▶ _Set tasks_
(a) Answer these questions about the ash bowl thread:
(i) What finish was applied to the outside of the bowl?
(ii) In the last picture, what does Kevin say the bowl looks almost like?
(iii) What has Kevin been sanding all day?
(b) Retype the passage of the ash bowl thread from "## Kevin (May" to "Sirfishalot (Jun 1, 2015)" without changing anything.

▶ _Text excerpt_

## START

# Ash Bowl



## Sirfishalot (May 31, 2015)

Here is the second bowl I've turned. It's from a dry piece of Ash, finished with WOP on the outside and Generals Woodturning Finish on the inside. Next time around I'll try to do a better job of minimizing tool marks and choose some other, easier to apply finish.

JayT

Reactions: Like 13 | EyeCandy! 2 | Way Cool 1


----------



## Tony (May 31, 2015)

Nice Jay! Simple but very pretty, like it a lot. Tony

Reactions: Like 1


----------



## woodtickgreg (May 31, 2015)

Nice turn, I like to work with ash, especially if it has some curl. Nice job.

Reactions: Thank You! 1 | Agree 1


----------



## Sprung (May 31, 2015)

Very nice - both wood and work!

Reactions: Thank You! 1


----------



## DKMD (May 31, 2015)

That's pretty incredible for a second bowl(or a tenth)! Those sharp transitions on flat bottom forms are very tough to cut cleanly, so kudos to you for making it look so nice.

Reactions: Thank You! 1 | Agree 1


----------



## Nature Man (May 31, 2015)

Stunning bowl! I like ash wood more every time I see it. Chuck

Reactions: Thank You! 1


----------



## Kevin (May 31, 2015)

You did a magnificent job with that piece of wood Jay. I really like the form. Looking at it in that last picture it looks almost like a wooden wedding ring. Very cool.

Reactions: Thank You! 1


----------



## Sirfishalot (Jun 1, 2015)

Thanks guys, I appreciate the feedback. I struggled with finishing the inside withe WOP. It seemed to expose all the flaws and tool marks I didn't realize we're there at first. Is that just typical with end grain? I needed up sanding it all out and using the General product . Maybe I just didn't sand enough to begin with.

JayT


----------



## Kevin (Jun 1, 2015)

Sirfishalot said:


> ..... Is that just typical with end grain? ....



It's the case with all wood species and type of grain. The finish always accentuates the surface, so if you have sanding marks or any kind of marks at all the finish will highlight them. I've been sanding end grain cookies all day and will be into the night. They are for a rustic wedding so they don't have to be perfect (they want really rustic) but my inability to put out a product less than as best I can has got me doing a lot of sanding.

## END

▶ _Supplied records_
## START

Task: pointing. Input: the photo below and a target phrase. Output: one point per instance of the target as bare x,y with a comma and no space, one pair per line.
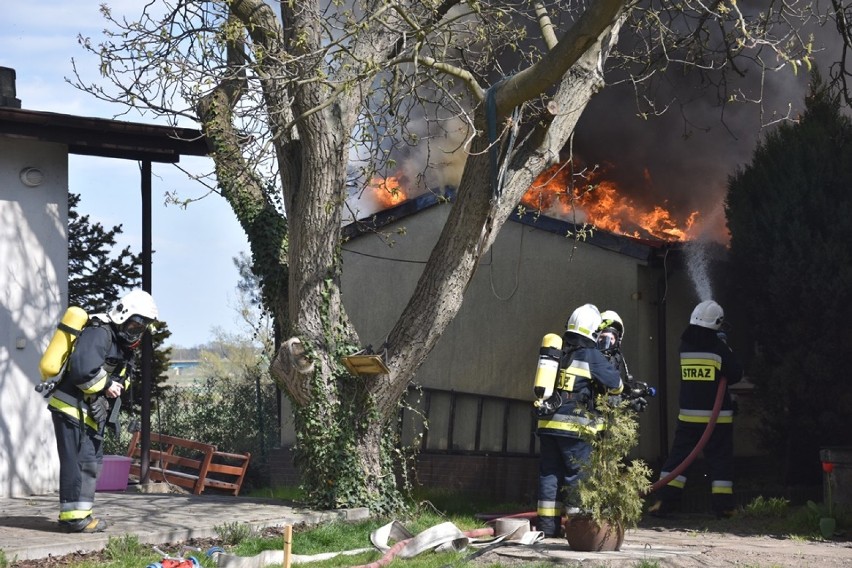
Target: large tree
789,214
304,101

## END
## START

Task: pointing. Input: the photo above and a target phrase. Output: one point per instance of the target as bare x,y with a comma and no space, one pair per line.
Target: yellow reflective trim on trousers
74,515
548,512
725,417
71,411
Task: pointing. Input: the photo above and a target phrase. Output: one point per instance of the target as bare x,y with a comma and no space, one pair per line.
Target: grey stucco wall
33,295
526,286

## END

▶ _Task solutions_
(a)
(i) WOP
(ii) A wooden wedding ring
(iii) End grain cookies

(b)
## Kevin (May 31, 2015)

You did a magnificent job with that piece of wood Jay. I really like the form. Looking at it in that last picture it looks almost like a wooden wedding ring. Very cool.

Reactions: Thank You! 1


----------



## Sirfishalot (Jun 1, 2015)